▸ Exercise task: Express the lines of the material, starting at the line containing "Query: gray suv" and ending at the end of the material, as a JSON list of strings with one string per line and blank lines omitted. Include no other lines.

Data items
---

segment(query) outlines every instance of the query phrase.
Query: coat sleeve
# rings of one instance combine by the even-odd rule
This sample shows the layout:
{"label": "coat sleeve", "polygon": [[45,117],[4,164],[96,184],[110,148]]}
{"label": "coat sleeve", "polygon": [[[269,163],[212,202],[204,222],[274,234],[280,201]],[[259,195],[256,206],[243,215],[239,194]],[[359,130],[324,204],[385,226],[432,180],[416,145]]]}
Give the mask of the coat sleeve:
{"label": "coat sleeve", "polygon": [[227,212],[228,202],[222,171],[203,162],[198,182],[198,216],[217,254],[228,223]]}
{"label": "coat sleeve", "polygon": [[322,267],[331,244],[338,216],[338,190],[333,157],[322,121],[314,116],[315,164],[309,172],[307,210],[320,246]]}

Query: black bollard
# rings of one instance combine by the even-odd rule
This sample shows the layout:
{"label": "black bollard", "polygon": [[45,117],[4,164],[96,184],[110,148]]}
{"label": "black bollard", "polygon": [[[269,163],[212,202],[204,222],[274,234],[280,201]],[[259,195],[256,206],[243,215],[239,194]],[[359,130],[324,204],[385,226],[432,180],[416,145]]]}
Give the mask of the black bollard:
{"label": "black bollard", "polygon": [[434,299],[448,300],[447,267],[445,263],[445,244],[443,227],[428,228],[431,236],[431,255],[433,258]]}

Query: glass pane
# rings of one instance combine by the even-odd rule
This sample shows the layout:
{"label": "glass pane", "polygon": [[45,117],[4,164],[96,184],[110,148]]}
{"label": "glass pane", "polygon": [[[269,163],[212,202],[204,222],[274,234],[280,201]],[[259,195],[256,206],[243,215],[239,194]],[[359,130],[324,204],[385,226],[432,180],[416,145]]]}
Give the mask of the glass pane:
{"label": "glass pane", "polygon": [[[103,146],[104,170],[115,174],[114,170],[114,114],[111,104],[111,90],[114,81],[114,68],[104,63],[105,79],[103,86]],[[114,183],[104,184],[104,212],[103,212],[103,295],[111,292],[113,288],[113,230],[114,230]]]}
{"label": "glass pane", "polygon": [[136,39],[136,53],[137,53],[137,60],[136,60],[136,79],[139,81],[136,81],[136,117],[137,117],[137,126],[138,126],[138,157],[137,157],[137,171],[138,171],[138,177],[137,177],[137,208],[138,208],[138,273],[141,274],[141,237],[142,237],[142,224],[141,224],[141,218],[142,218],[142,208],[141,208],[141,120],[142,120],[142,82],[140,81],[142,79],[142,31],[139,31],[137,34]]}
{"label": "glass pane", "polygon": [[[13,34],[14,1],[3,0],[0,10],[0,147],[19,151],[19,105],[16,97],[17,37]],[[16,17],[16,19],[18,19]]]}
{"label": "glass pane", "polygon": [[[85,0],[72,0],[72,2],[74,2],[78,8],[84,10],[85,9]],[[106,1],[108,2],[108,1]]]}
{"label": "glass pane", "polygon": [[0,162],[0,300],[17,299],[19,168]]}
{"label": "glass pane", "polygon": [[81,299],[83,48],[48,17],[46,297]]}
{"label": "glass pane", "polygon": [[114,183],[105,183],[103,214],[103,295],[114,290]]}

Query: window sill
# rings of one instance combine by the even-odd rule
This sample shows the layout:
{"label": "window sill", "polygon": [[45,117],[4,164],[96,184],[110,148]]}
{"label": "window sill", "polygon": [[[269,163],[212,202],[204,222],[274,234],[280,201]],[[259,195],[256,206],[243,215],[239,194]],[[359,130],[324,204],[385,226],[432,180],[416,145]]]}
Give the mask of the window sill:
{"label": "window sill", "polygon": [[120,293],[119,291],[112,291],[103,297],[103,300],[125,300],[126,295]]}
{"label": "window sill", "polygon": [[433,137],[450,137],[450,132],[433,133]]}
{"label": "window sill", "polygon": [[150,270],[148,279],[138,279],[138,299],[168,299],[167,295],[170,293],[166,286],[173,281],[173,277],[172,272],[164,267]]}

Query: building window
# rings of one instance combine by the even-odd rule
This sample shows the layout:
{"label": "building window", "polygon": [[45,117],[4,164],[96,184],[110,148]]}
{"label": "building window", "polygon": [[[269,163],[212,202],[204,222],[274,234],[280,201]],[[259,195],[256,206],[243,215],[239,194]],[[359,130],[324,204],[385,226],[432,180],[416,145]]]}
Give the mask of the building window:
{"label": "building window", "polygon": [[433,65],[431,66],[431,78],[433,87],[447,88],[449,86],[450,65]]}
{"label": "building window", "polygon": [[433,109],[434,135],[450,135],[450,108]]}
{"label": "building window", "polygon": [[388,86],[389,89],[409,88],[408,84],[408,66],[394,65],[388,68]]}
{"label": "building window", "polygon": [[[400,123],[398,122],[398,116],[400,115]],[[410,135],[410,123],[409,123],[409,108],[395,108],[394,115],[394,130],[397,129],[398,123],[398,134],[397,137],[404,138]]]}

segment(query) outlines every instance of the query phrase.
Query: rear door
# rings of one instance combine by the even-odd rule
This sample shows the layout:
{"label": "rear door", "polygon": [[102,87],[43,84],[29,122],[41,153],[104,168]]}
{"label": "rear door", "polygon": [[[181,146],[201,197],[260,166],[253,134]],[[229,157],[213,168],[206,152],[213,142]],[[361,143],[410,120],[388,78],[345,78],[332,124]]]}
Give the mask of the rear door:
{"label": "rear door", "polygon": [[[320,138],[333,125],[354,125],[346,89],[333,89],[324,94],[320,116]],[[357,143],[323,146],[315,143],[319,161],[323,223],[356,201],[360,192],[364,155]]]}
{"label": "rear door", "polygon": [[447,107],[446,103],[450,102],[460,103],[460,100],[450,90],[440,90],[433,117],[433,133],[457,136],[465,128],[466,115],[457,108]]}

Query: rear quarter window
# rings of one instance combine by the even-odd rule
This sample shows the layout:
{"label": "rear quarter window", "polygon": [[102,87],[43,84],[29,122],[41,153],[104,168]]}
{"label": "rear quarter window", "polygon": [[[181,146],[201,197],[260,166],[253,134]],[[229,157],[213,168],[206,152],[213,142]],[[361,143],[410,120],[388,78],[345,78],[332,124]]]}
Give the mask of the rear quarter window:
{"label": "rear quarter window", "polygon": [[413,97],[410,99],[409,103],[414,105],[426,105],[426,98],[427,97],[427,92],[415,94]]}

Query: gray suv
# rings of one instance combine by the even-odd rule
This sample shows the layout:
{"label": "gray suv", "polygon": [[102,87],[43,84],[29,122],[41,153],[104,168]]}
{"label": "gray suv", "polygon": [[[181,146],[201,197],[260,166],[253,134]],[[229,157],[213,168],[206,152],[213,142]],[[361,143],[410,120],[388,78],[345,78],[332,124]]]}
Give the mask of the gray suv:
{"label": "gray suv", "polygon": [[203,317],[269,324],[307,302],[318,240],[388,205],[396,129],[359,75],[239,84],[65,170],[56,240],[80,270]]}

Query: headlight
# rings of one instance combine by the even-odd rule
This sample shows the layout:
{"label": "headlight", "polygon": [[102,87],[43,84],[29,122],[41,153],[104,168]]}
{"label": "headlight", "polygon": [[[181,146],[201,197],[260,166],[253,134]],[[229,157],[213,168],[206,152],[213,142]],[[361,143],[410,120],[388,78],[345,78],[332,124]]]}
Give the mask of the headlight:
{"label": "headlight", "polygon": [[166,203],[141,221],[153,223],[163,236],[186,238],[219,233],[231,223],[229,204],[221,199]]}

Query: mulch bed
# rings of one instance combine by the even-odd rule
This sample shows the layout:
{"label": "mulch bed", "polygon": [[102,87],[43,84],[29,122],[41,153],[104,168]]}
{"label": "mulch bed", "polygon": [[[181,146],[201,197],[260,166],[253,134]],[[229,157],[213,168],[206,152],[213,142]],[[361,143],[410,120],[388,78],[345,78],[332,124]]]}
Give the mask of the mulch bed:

---

▸ Finished exercise:
[
  "Query: gray suv",
  "# rings of one instance combine by the even-odd rule",
  "This sample shows the layout:",
  "{\"label\": \"gray suv\", \"polygon\": [[102,87],[43,84],[29,122],[41,153],[104,168]]}",
  "{\"label\": \"gray suv\", \"polygon\": [[[181,146],[201,197],[260,166],[253,134]],[[229,157],[213,168],[206,152],[213,142]],[[361,143],[410,120],[388,78],[345,78],[332,124]]]}",
  "Give the mask of the gray suv:",
  "{\"label\": \"gray suv\", \"polygon\": [[203,317],[269,324],[307,302],[318,240],[388,205],[396,129],[359,75],[239,84],[65,170],[56,240],[80,270]]}",
  "Query: headlight",
  "# rings of one instance combine by the even-odd rule",
  "This sample shows the layout:",
  "{\"label\": \"headlight\", \"polygon\": [[102,87],[43,84],[29,122],[41,153],[104,168]]}",
  "{\"label\": \"headlight\", \"polygon\": [[[181,146],[201,197],[260,166],[253,134]],[[229,157],[213,168],[206,152],[213,142]],[[361,143],[410,120],[388,78],[345,78],[332,124]]]}",
  "Give the mask of the headlight:",
  "{\"label\": \"headlight\", \"polygon\": [[166,203],[141,221],[153,223],[163,236],[186,238],[219,233],[231,223],[229,204],[221,199]]}",
  "Query: mulch bed",
  "# rings of one instance combine by the even-odd rule",
  "This sample shows the layout:",
  "{\"label\": \"mulch bed\", \"polygon\": [[102,87],[43,84],[29,122],[41,153],[104,168]]}",
  "{\"label\": \"mulch bed\", \"polygon\": [[[181,146],[201,197],[260,166],[253,134]],[[229,157],[213,168],[206,152],[213,142]],[[361,143],[410,120],[388,78],[345,78],[332,124]]]}",
  "Give the mask of the mulch bed:"
]